#### TEXTE EXTRAIT:
◆ ◆ ◆
Chroniques

par irma foletti

Aufstieg und Fall der Stadt Mahagonny
Grandeur et décadence de la ville de Mahagonny

opéra de Kurt Weill
Festival d’Aix-en-Provence / Grand Théâtre de Provence
- 9 juillet 2019
À Aix, Ivo van Hove met en scène Aufstieg und Fall der Stadt Mahagonny
© pascal victor | artcompress

Ouvrage jamais représenté au Festival d’Aix-en-Provence, Grandeur et décadence de la ville de Mahagonny de Kurt Weill est donné dans une nouvelle et large coproduction, avec le Dutch National Opera (Amsterdam), le Metropolitan Opera (New-York), le Vlaamse Opera (Anvers et Gand) et les Théâtres de la ville de Luxembourg, maisons qui devraient accueillir ce spectacle les prochaines saisons.

Le metteur en scène Ivo van Hove [lire nos chroniques de Der Schatzgräber, Macbet, Boris Godounov, Journal d’un disparu et Don Giovanni] démarre l’action sur un plateau tout noir, muni d’une petite passerelle sur roulettes surmontée d’un écran. Au fur et à mesure de la construction de la ville de Mahagonny, les personnages entrent en même temps que sont apportés quelques éléments de décors, tout ceci filmé et projeté en direct par un opérateur, caméra sur l’épaule, qui s’arrête souvent sur un visage en gros plan. Les femmes s’apprêtent à la table de maquillage et s’habillent sexy en vue de leurs prestations tarifées, puis la bière Mahagonny coule à flots, dont les cannettes, au nom près, sont celles d’une célèbre marque amstellodamoise à étiquette verte. Le piano qu’on amène peine à installer une ambiance de saloon ou de cabaret, mais la séquence suivante, où Jim Mahoney évoque avec nostalgie sa vie passée en Alaska, est très émouvante, une boule à neige en main filmée de près. À l’arrivée du cyclone en fin de premier acte, ce sont trois énormes ventilateurs qui tournent et produisent un petit vent rafraichissant dans la salle.

La catastrophe ayant été évitée de justesse après l’entracte, désormais « tout est permis » dans la ville épargnée. Priorité est donnée aux quatre plaisirs de la vie : manger, faire l’amour, se battre et boire. Comme pour les bulletins météo ou, plus généralement, de nombreux films réalisés de nos jours, de grandes parois vertes en fond de décor permettent le procédé d’incrustation des solistes filmés dans des séquences préenregistrées. Comme dans le film La grande bouffe de Marco Ferreri (1973), Jack meurt d’un trop-plein de nourriture, à l’intérieur d’une cuisine de restaurant étoilé. Pour ce qui est du Lieben, une femme dévêtue apparaît à l’écran à quatre pattes, chaque homme donnant, tour à tour, ses mouvements de va-et-vient, pantalon baissé. Le Kämpfen est illustré par un combat de boxe, à l’issue rapide, la lutte étant en effet très inégale entre Joe et son adversaire, boxeur invisible sur le film et habillé tout de vert en réalité. Puis la consommation d’alcool, en quatrième précepte, est sujette à une bagarre générale. Le troisième et dernier acte est moins agité, le procès de Jim est un vrai spectacle où chacun amène sa chaise, avant la scène finale de destruction de la ville : fumées, quelques flammes, casse des parois, jets de peinture.
◆ ◆ ◆
#### DONNÉES FOURNIES:
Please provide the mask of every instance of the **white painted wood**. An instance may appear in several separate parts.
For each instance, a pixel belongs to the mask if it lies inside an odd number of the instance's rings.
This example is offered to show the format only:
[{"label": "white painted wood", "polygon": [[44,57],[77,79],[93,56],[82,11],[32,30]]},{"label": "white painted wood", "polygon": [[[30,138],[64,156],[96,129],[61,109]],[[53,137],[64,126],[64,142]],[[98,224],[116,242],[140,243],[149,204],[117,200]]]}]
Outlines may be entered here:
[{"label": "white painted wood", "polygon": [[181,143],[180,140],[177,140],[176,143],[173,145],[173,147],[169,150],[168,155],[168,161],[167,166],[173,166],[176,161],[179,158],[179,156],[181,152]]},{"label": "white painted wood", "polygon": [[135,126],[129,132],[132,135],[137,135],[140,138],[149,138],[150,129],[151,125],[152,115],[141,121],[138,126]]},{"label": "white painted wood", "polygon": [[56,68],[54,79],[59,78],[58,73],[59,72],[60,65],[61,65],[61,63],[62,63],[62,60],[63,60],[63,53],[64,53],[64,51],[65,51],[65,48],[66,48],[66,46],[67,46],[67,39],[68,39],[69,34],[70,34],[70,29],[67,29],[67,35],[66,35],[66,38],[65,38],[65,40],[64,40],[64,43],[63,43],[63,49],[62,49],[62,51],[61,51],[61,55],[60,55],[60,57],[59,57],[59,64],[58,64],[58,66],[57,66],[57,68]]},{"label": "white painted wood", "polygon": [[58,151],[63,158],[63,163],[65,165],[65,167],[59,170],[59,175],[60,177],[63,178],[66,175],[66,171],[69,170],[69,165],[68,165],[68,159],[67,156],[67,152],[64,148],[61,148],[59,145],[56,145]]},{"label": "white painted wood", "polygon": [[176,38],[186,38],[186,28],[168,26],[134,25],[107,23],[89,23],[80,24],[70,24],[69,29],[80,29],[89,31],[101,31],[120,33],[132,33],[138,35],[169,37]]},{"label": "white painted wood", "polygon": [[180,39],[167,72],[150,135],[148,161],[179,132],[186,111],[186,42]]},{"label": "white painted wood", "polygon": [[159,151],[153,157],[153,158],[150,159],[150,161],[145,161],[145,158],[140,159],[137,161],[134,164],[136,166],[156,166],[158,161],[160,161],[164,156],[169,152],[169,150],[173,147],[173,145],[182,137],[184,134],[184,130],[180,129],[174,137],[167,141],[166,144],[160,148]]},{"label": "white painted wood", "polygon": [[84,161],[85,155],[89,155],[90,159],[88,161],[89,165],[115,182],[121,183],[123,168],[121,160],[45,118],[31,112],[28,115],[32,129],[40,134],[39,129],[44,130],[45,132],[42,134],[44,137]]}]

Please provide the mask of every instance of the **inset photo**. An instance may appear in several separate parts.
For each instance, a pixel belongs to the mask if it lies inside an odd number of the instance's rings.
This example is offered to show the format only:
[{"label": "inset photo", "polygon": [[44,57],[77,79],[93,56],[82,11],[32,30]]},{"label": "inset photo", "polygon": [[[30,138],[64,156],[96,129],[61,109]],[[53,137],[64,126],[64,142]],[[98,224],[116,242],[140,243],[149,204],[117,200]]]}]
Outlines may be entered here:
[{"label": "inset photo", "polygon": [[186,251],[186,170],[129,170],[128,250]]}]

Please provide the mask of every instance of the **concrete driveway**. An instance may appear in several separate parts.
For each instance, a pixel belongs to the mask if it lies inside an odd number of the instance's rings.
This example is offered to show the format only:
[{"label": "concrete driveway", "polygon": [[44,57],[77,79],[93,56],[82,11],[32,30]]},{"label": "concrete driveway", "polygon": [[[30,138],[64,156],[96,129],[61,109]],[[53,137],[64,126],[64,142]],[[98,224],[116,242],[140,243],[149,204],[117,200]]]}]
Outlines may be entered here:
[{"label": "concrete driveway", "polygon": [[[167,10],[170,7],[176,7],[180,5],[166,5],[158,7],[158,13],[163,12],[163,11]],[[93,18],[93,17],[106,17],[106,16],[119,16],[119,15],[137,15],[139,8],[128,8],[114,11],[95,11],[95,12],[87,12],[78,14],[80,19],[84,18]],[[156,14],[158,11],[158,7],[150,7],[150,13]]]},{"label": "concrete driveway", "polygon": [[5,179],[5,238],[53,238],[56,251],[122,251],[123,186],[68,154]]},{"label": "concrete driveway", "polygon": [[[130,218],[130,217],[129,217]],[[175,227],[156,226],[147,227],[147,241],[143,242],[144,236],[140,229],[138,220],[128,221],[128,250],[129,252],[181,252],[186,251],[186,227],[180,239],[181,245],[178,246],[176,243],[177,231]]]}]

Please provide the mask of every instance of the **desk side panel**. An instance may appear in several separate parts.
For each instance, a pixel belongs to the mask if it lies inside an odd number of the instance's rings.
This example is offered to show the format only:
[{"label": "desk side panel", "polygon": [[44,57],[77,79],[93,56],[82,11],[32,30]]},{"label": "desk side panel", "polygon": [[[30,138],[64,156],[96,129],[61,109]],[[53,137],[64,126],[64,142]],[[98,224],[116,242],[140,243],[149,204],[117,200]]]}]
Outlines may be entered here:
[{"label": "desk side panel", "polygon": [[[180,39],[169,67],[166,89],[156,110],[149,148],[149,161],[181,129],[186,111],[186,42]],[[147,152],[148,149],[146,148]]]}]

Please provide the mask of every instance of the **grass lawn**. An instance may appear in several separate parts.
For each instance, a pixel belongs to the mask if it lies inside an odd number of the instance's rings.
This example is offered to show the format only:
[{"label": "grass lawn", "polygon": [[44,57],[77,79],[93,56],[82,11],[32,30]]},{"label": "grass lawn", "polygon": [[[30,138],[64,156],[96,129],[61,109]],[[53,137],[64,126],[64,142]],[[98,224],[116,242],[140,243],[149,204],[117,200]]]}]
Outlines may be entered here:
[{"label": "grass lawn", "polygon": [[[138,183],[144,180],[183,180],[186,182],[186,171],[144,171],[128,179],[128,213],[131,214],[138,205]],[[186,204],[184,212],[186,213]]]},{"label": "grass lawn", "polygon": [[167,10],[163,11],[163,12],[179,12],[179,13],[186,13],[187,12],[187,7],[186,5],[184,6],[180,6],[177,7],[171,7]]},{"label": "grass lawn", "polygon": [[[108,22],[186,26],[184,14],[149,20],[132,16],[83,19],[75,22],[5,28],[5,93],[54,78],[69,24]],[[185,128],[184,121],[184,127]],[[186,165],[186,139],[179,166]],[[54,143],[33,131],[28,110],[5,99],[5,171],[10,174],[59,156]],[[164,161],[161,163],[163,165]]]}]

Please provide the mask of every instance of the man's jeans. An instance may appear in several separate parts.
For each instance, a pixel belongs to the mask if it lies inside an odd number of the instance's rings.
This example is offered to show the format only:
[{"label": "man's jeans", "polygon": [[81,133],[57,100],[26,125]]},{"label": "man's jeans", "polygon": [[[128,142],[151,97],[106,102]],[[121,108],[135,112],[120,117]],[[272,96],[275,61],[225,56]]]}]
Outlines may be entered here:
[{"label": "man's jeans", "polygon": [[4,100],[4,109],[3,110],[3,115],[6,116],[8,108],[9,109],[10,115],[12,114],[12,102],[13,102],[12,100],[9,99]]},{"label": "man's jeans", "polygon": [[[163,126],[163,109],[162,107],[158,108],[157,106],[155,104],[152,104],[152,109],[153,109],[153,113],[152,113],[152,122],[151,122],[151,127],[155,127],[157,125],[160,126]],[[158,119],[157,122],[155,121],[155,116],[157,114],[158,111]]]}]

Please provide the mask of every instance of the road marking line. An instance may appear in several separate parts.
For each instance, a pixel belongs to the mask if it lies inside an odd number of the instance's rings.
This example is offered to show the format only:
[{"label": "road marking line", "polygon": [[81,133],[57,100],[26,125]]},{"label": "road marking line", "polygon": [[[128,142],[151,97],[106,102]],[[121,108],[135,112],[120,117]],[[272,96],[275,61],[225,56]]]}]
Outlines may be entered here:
◆ ◆ ◆
#### EXERCICE PROPOSÉ 1:
Pouvez-vous modifier le passage de la chronique sur Mahagonny compris entre « par irma foletti » et « les prochaines saisons. », inclus, en y remplaçant « coproduction » par « collaboration » ?
#### EXERCICE PROPOSÉ 2:
Selon la chronique sur Mahagonny, de quoi meurt Jack ?
#### EXERCICE PROPOSÉ 3:
Pouvez-vous poursuivre la chronique sur Mahagonny à partir de sa dernière phrase ?

#### RÉPONSE 1:
par irma foletti

Aufstieg und Fall der Stadt Mahagonny
Grandeur et décadence de la ville de Mahagonny

opéra de Kurt Weill
Festival d’Aix-en-Provence / Grand Théâtre de Provence
- 9 juillet 2019
À Aix, Ivo van Hove met en scène Aufstieg und Fall der Stadt Mahagonny
© pascal victor | artcompress

Ouvrage jamais représenté au Festival d’Aix-en-Provence, Grandeur et décadence de la ville de Mahagonny de Kurt Weill est donné dans une nouvelle et large collaboration, avec le Dutch National Opera (Amsterdam), le Metropolitan Opera (New-York), le Vlaamse Opera (Anvers et Gand) et les Théâtres de la ville de Luxembourg, maisons qui devraient accueillir ce spectacle les prochaines saisons.

#### RÉPONSE 2:
Jack meurt d’un trop-plein de nourriture.

#### RÉPONSE 3:
Le ténor Nikolaï Schukoff est un vrai bonheur dans le rôle très exigeant de Jim Mahoney, vaillant et endurant de bout en bout, même si on entend quelques tensions. Il est très expressif et fort bon acteur également [lire nos chroniques de La grotta di Trofonio, Carmen, Le livre de la jungle, Lady Macbeth de Mzensk, Das klagende Lied, Aufstieg und Fall der Stadt Mahagonny, Dialogues des carmélites, Das Lied von der Erde, Parsifal, Symphonie en mi bémol majeur n°8, Jenůfa, Fidelio, La Juive, Te Deum, Lohengrin, The Bassarids et Káťa Kabanová]. Il n’est pas sûr, en revanche, qu’Annette Dasch trouve en Jenny Hill son meilleur rôle : les moyens sont, certes, généreux, mais le style très opératique, très lyrique, manque d’un peu de gouaille [lire nos chroniques de Tannhäuser, Die Meistersinger von Nürnberg et Lohengrin].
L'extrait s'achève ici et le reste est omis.